Top of RECORDS SHOWN

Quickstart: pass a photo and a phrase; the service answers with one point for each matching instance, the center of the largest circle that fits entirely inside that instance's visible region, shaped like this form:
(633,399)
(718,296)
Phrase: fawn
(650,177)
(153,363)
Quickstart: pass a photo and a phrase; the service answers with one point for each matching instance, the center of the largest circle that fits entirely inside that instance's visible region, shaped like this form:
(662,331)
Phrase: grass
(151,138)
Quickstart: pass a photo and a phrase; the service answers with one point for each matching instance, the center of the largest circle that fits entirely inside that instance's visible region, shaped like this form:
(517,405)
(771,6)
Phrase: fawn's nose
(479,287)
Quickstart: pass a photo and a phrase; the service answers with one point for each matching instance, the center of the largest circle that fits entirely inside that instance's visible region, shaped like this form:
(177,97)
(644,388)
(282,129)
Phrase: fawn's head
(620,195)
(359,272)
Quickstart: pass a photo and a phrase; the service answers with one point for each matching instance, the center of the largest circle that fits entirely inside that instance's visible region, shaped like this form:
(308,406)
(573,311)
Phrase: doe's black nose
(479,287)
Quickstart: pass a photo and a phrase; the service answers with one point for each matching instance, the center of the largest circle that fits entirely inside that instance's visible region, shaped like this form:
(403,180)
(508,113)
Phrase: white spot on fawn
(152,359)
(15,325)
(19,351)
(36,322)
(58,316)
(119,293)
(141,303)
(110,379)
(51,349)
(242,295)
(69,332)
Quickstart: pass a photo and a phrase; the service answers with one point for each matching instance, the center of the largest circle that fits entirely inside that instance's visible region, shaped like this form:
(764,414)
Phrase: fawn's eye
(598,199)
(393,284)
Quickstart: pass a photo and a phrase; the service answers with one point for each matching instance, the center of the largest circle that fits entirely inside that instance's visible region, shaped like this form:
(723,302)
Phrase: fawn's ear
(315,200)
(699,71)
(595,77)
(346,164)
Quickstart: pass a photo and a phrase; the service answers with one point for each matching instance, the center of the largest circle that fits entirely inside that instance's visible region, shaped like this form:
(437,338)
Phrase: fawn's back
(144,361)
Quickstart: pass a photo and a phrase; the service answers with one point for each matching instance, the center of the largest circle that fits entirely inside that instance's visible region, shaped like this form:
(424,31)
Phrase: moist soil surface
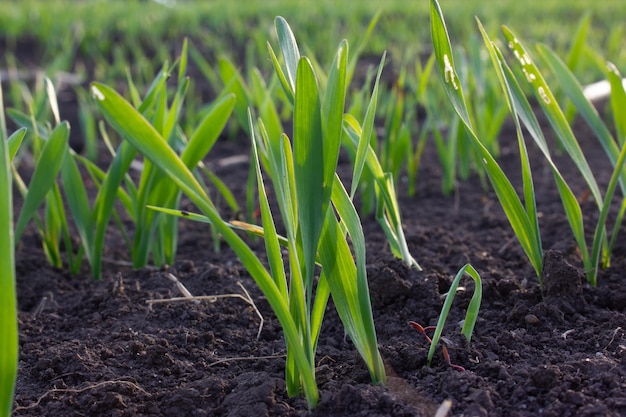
(105,349)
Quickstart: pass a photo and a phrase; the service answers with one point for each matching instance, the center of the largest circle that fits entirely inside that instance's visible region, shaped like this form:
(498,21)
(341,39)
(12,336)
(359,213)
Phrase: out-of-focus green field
(107,36)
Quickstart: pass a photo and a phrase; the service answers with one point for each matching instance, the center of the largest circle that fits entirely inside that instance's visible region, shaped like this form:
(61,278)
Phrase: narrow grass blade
(78,203)
(308,152)
(289,48)
(552,110)
(270,236)
(618,102)
(347,278)
(332,117)
(367,131)
(14,141)
(472,310)
(44,176)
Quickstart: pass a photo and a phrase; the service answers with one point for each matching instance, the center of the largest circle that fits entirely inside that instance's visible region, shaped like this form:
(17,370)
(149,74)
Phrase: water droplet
(97,93)
(543,95)
(526,59)
(530,77)
(448,72)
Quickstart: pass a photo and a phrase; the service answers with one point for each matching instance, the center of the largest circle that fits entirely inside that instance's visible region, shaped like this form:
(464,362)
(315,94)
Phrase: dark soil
(100,349)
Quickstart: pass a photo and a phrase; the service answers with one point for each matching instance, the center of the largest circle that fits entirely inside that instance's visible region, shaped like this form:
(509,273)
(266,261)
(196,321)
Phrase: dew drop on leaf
(449,72)
(543,95)
(97,93)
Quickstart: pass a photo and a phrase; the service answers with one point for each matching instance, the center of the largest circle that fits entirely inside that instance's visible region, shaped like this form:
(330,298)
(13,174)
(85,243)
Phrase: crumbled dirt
(100,349)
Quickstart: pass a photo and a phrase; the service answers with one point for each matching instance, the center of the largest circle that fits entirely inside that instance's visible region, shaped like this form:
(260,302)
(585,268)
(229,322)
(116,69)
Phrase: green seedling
(470,317)
(444,349)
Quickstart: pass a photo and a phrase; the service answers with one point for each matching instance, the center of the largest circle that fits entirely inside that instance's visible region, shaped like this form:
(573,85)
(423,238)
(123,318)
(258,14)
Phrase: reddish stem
(446,355)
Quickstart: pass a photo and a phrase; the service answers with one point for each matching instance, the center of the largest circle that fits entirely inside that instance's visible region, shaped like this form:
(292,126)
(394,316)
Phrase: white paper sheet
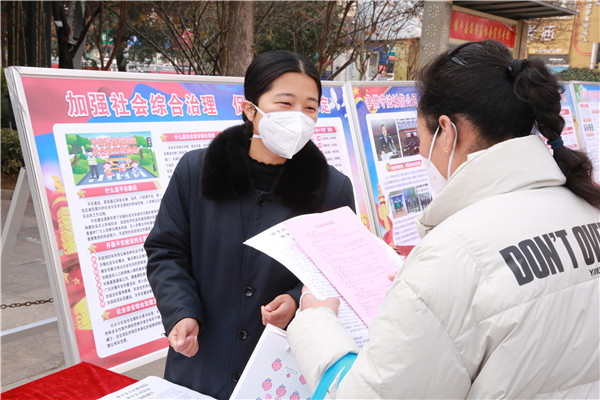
(154,387)
(272,371)
(279,244)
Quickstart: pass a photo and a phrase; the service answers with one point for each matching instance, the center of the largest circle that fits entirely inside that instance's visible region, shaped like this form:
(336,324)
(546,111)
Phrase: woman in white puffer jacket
(500,298)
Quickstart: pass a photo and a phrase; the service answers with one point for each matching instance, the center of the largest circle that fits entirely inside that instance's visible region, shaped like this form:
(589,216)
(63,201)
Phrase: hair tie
(556,144)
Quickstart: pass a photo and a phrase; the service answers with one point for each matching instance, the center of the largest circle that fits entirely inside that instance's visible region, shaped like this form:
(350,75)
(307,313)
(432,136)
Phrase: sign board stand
(12,225)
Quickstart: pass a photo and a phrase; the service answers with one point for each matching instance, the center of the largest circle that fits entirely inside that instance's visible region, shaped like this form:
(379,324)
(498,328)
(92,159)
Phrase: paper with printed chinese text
(278,243)
(348,255)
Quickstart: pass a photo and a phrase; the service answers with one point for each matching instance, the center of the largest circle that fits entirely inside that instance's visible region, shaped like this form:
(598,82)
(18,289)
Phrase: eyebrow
(285,94)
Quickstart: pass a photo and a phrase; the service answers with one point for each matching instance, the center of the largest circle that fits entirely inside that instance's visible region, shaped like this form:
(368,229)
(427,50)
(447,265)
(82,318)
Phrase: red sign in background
(474,28)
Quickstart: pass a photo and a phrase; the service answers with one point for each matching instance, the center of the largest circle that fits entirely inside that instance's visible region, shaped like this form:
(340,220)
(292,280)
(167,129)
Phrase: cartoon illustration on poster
(121,156)
(399,187)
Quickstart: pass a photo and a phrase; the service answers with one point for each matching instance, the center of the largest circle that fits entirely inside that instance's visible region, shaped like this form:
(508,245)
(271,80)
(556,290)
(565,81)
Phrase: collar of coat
(226,172)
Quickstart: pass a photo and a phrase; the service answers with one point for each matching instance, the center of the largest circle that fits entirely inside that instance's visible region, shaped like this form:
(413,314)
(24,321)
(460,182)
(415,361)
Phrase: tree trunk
(63,32)
(28,35)
(239,50)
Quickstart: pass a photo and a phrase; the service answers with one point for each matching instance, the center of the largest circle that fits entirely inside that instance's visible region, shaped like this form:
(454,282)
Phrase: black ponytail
(503,98)
(539,89)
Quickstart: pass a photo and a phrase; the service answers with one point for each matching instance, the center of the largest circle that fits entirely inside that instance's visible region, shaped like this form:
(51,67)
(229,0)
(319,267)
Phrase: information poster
(334,136)
(587,99)
(569,114)
(101,148)
(397,180)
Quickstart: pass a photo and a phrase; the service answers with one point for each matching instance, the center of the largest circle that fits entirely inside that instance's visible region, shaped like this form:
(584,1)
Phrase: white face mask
(285,132)
(436,179)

Bottom of RECORDS SHOWN

**TASK TO COMPLETE:** Copy each record exactly. Leave any images out of the copy.

**YOUR SOLUTION:**
Quickstart: pass a photo and a phrase; the service answers with one point for each matching instance, the center of the largest circle that fits entirely inside that instance's visible region, shaped like this form:
(633,399)
(718,296)
Phrase: fawn
(650,177)
(153,363)
Quickstart: pass a photo and a phrase; the service answers with one point for each matching instance, the center of the largest circle that fits entirely inside that instance's visible region, shaped like this form:
(662,331)
Phrase: grass
(151,138)
Quickstart: pass a photo and a phrase; the service answers with one point for each matching instance, the center of the largest circle that fits entirely inside that instance's visible region, shaped like this form:
(517,405)
(771,6)
Phrase: fawn's nose
(479,287)
Quickstart: pass a photo and a phrase; the service answers with one point for each matching instance, the center of the largest circle that fits entirely inside that instance's visible region, shaped like this form:
(177,97)
(644,388)
(282,129)
Phrase: fawn's head
(620,195)
(359,272)
Quickstart: pass a photo and a phrase; the service answers with one point for each matching instance, the center of the largest circle that fits entirely inside that instance's visible region, shaped like this form:
(308,406)
(573,311)
Phrase: doe's black nose
(479,287)
Quickstart: pass a photo and a phrase; the service answers with one point for each matching instance, the center of the largest circle that fits entirely inside that instance's visible region, shaped like this form:
(403,180)
(508,113)
Phrase: white spot on fawn
(152,359)
(15,325)
(19,351)
(36,322)
(58,316)
(119,293)
(141,303)
(110,379)
(51,349)
(242,295)
(69,332)
Quickstart: pass a photo and a phrase; the service answers with one point for each matching instance, the center of the largest circle that fits entirely inside that instance's visible region, shaped like this form:
(764,414)
Phrase: fawn's eye
(598,199)
(393,284)
Quickstart: pass a photo and a phrase; the service answers with one point for each matching instance, the center of the largest circle that fits entirely inside that instance's visible region, shaped like this form:
(723,302)
Phrase: fawn's ear
(315,200)
(699,71)
(595,77)
(346,164)
Quickstart: pass a photo and a phrase; the service answers with one point for each matching instance, the center of the largest circle that fits entirely inside that instance's visible region, shaped like this form:
(437,338)
Phrase: fawn's back
(144,361)
Quickstart: pass a photo and a phrase; the service answers with one point for each matching instance, the center of the largest circle that fits entirely inside that instance's visible region, shaped like this form:
(424,31)
Phrase: moist soil surface
(105,349)
Quickstart: pass a photo and a phrase; the service answers with one point for each matching instance, the center of the largest circle that fits entirely inside that instance's visible region, shaped like this form:
(498,21)
(341,39)
(12,336)
(359,213)
Phrase: out-of-focus green field
(107,36)
Quickstart: pass a photo and a phrase; the service answers with one point for each matching instance, the center of the largest circle that fits entirely inside that instance's visible region, shaped like this form:
(61,278)
Phrase: narrow grass blade
(78,203)
(308,152)
(289,48)
(552,110)
(270,236)
(618,102)
(347,278)
(332,117)
(367,131)
(14,141)
(472,310)
(44,176)
Quickstart: pass a photo and a phrase; the service answers with one point for each matching instance, the center of the largest circle that fits entirely inside that instance's visible region, shaped like this form:
(17,370)
(149,74)
Phrase: water droplet
(97,93)
(543,95)
(526,59)
(530,77)
(448,72)
Quickstart: pass a photo and a phrase; the service answers with one point for each matching instance, the center of the largest circle that fits entirely inside that instance's visible region, shaped like this form:
(464,362)
(315,94)
Phrase: dark soil
(100,349)
Quickstart: pass a photo and a phrase; the service answers with one point for each matching instance, the center of the largest circle that fits entirely inside that instance's visible region, shaped like this form:
(509,273)
(266,261)
(196,321)
Phrase: dew drop on leaf
(449,72)
(543,95)
(97,93)
Quickstart: pass a photo and a phrase; the service answers with one point for each matching instance, the center of the largest circle that fits entirely inside that instance's visible region, shaped like this form:
(330,298)
(13,174)
(85,243)
Phrase: crumbled dirt
(100,349)
Quickstart: pass a photo and a phrase; the service answers with one point for each matching instance, the center of the largest circle that fits entirely inside that instance's visible region, shaped like this form:
(260,302)
(585,268)
(229,322)
(116,69)
Phrase: green seedling
(470,317)
(444,349)
Quickstart: pass a photo and a phrase; the service answers with one point for each matching instance, the center of the largest circle that fits entirely inside that instance's visible region, shaped like this form:
(573,85)
(423,238)
(123,318)
(258,14)
Phrase: reddish stem
(446,355)
Quickstart: pass a photo and a phrase; the service answers with one point for each matching instance, the center of the largest circle that fits entirely inside that instance's visible region, shaped like this form:
(292,126)
(394,316)
Phrase: white paper sheet
(154,387)
(272,371)
(279,244)
Quickstart: pass a photo and a phrase; the service answers with one point for each matching instance, the center of the largest circle that fits entirely inside that instance's visible region, shaped like this form:
(336,324)
(546,111)
Phrase: woman in white puffer jacket
(500,298)
Quickstart: pass a photo and a phrase; the service answers with one point for each matching instance, the center of the largest circle that fits entirely inside that instance's visible region, shaped like this form:
(589,216)
(63,201)
Phrase: hair tie
(556,144)
Quickstart: pass a photo and a phrase; the service answers with one point for each matching instance, the center of the largest circle that fits entirely inside that instance's visible region, shaped like this form:
(350,75)
(307,313)
(432,136)
Phrase: sign board stand
(12,225)
Quickstart: pass a photo and a phrase; the service answers with one point for each matching instance, the center of the largest circle that fits entirely inside that instance's visible region, shaped like this form:
(379,324)
(498,328)
(92,159)
Phrase: paper with printed chinese text
(278,243)
(348,255)
Quickstart: pass a photo and a phrase; the service answers with one point for each matching instance, the center of the largest circle that fits entirely inside that instance's visible region, shaped like this form:
(598,82)
(18,289)
Phrase: eyebrow
(285,94)
Quickstart: pass a photo and a phrase; the service answers with one point for each matching instance, the center of the largest circle that fits entirely inside that instance's visible region, shaped like this form:
(368,229)
(427,50)
(447,265)
(82,318)
Phrase: red sign in background
(474,28)
Quickstart: pass a photo and a phrase; the service answers with one point for each matching instance, the center of the largest circle that fits entirely inside that instance's visible region, shaped like this form:
(340,220)
(292,280)
(167,129)
Phrase: cartoon illustration on poster
(121,156)
(399,187)
Quickstart: pass a photo and a phrase; the service answers with one point for each matching instance, the center of the largest circle that fits entirely inside that instance's visible region, shaped like this form:
(508,245)
(271,80)
(556,290)
(565,81)
Phrase: collar of coat
(226,172)
Quickstart: pass a photo and a phrase; the service answers with one point for each matching instance, the center of the largest circle that fits entirely inside that instance's visible region, shaped like this form:
(413,314)
(24,321)
(460,182)
(415,361)
Phrase: tree trunk
(63,32)
(28,35)
(239,50)
Quickstart: pass a photo and a phrase; the service answers with one point for each matching instance, the center of the largest circle that fits entirely inside that instance's visible region, shaped like this form:
(454,282)
Phrase: black ponytail
(503,98)
(539,89)
Quickstart: pass a photo and a phrase; the service answers with one point for each matching instance, the center of the largest circle that fits entirely inside that instance's visible region, shaped like this form:
(51,67)
(229,0)
(319,267)
Phrase: information poster
(334,136)
(587,99)
(569,114)
(101,148)
(397,180)
Quickstart: pass a photo and a phrase; the service answers with one point for each matching instance, the center of the largest circle that fits entirely inside that instance's visible region, shaped like this form:
(584,1)
Phrase: white face mask
(285,132)
(436,179)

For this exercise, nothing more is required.